§ **REQUIRED WORK**: In the entries that follow, say how many lines contain the string "every". Give no other words.

§ **DATA TO USE**:
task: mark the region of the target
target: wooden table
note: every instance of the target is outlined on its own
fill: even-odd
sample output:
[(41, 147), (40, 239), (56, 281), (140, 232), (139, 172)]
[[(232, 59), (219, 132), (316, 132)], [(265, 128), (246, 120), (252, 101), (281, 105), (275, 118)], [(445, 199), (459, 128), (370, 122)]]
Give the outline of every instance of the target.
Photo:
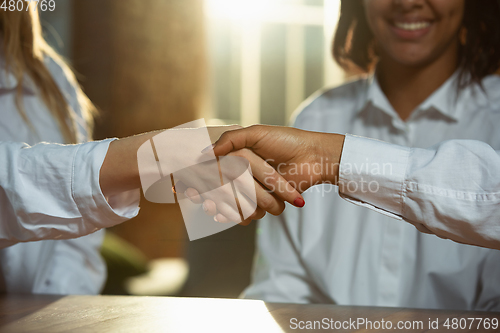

§ **EXPECTED ANSWER**: 2